(Entries from a dataset)
* Begin *
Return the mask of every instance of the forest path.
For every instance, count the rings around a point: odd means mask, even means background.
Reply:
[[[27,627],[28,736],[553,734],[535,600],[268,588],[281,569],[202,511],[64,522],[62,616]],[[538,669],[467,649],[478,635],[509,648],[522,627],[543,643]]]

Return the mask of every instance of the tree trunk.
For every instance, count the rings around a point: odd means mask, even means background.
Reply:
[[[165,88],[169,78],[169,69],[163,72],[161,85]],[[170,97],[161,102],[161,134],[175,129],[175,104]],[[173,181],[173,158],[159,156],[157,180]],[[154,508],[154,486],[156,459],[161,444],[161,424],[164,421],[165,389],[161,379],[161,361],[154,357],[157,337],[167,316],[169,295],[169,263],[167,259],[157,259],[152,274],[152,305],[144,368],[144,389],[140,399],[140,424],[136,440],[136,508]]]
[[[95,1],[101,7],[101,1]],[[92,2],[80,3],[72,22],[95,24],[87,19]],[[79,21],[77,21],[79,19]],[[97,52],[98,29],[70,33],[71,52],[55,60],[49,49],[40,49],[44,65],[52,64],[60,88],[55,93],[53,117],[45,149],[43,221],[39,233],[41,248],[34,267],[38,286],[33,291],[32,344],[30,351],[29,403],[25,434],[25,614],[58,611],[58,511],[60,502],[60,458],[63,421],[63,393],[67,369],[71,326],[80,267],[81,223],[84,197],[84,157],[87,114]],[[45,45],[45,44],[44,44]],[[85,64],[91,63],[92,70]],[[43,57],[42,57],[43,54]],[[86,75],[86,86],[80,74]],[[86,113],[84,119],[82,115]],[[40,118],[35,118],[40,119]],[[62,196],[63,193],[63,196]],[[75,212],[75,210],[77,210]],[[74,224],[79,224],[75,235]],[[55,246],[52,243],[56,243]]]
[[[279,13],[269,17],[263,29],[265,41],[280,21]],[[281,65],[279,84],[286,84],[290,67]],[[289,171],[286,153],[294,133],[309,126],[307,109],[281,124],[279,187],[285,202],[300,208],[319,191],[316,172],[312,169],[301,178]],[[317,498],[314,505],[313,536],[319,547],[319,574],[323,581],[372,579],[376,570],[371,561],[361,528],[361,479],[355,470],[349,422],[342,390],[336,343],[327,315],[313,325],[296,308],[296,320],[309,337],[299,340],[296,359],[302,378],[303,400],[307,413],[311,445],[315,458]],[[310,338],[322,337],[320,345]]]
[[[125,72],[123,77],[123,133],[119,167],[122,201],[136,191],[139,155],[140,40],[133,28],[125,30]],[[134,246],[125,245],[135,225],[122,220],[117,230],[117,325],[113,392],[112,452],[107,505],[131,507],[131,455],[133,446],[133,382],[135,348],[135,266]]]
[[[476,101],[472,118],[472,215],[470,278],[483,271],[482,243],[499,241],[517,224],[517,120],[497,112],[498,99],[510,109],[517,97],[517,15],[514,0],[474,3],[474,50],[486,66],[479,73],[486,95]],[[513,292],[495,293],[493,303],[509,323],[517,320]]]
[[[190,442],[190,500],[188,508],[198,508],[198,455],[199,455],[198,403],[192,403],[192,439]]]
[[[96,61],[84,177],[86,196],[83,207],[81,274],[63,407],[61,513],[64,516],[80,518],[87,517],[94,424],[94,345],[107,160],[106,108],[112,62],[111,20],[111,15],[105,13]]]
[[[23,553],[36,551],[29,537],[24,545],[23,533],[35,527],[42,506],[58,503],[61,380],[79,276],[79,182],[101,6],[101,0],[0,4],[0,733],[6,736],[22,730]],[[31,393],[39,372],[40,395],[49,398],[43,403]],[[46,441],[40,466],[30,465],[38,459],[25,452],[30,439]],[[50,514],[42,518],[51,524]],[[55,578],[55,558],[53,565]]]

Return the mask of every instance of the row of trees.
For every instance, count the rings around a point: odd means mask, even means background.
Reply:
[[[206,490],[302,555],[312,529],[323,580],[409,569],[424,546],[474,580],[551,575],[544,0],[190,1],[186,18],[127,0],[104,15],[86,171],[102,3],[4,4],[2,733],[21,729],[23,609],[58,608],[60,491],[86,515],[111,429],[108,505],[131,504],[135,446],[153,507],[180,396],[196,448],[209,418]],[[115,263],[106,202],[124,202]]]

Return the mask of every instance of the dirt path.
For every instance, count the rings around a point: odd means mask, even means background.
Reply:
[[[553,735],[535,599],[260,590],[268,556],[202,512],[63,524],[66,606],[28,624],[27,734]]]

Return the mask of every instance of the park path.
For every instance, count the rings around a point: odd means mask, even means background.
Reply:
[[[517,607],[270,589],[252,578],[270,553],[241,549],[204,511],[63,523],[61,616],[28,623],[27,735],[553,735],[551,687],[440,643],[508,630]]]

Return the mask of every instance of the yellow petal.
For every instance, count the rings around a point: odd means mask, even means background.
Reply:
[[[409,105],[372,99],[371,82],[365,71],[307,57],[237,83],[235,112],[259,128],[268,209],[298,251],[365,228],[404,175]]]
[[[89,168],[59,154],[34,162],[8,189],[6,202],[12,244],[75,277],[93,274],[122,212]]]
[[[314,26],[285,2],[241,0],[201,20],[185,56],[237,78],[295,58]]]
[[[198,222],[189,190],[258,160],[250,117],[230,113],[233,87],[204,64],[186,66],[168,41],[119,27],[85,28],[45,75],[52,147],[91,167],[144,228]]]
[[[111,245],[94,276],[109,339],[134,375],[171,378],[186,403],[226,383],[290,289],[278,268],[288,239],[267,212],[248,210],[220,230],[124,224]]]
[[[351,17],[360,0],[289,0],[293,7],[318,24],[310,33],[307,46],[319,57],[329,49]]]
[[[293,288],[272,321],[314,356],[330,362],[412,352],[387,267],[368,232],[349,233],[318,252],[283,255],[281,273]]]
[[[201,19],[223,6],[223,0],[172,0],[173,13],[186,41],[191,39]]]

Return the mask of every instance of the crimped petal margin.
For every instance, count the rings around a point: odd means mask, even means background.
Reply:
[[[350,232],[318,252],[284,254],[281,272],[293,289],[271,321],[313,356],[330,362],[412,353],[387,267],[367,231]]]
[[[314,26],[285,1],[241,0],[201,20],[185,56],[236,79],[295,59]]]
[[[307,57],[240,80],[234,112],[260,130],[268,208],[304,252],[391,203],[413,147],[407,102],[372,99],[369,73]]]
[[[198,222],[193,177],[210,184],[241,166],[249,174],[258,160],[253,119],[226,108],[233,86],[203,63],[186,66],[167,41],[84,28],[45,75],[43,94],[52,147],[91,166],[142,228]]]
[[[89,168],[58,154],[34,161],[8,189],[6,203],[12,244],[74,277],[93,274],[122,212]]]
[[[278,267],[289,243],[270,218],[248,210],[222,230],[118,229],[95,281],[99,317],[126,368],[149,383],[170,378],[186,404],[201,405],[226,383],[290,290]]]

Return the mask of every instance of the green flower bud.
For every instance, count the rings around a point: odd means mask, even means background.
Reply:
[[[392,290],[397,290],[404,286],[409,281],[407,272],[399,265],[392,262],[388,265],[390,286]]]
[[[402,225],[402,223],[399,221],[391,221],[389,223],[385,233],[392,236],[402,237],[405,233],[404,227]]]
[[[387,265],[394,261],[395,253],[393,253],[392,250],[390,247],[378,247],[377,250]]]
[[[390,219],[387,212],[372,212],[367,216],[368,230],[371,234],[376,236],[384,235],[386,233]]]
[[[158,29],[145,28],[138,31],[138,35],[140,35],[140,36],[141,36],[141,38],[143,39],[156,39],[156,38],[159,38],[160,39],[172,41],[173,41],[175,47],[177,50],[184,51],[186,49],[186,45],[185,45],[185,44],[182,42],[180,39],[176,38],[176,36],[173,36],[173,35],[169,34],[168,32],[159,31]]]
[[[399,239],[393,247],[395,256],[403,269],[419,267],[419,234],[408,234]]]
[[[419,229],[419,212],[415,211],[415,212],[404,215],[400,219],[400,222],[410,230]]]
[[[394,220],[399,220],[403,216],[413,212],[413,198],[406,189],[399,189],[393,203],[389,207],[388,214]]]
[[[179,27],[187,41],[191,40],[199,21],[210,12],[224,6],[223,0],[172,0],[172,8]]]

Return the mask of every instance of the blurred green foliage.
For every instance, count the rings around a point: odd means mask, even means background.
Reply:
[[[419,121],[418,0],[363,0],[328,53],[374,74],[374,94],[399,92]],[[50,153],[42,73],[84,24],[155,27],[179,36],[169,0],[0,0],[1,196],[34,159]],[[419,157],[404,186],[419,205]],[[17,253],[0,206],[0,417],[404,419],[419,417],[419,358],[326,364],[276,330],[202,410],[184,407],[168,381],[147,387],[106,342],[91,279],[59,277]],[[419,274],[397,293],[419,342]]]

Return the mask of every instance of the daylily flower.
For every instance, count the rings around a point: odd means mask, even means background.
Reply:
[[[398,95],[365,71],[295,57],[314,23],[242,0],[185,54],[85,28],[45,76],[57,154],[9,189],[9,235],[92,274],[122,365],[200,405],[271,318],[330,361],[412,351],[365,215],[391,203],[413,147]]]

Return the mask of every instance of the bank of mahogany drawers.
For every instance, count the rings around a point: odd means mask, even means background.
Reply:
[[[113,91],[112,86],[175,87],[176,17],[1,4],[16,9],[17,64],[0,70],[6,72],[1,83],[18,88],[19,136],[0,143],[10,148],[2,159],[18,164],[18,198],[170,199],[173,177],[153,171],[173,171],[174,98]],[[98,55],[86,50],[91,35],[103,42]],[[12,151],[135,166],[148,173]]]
* End *
Quote the records word for word, from the line containing "Return the mask of every instance of the blurred" through the end of the records.

Return the mask of every instance of the blurred green foliage.
For every instance, count the rings around a point: odd means mask, even means background.
Reply:
[[[419,121],[418,0],[363,0],[328,53],[374,74],[374,94],[399,92]],[[50,153],[42,73],[84,24],[155,27],[179,36],[169,0],[0,0],[1,196],[34,159]],[[419,157],[404,186],[419,205]],[[17,253],[0,206],[0,417],[404,419],[419,417],[419,358],[326,364],[276,330],[202,410],[184,407],[168,381],[147,387],[106,342],[91,279],[59,277]],[[419,274],[397,293],[419,342]]]

Return the mask of every instance of the daylily flower.
For every instance, count the rings around a point: odd means mask, even means background.
Reply:
[[[398,95],[365,71],[295,57],[314,23],[242,0],[185,54],[85,28],[45,76],[57,154],[9,189],[9,235],[92,274],[122,365],[200,405],[271,318],[330,361],[412,351],[365,215],[391,203],[413,147]]]

Return the mask of every instance of the bank of mahogany drawers.
For every instance, count the rings around a point: odd means mask, even means background.
Reply:
[[[113,91],[112,86],[175,87],[176,17],[1,4],[16,9],[17,64],[0,70],[6,72],[1,83],[18,88],[19,136],[0,143],[10,148],[2,159],[18,164],[18,198],[170,199],[173,177],[153,171],[173,171],[174,98]],[[98,55],[86,50],[91,35],[103,42]],[[12,151],[135,166],[148,173]]]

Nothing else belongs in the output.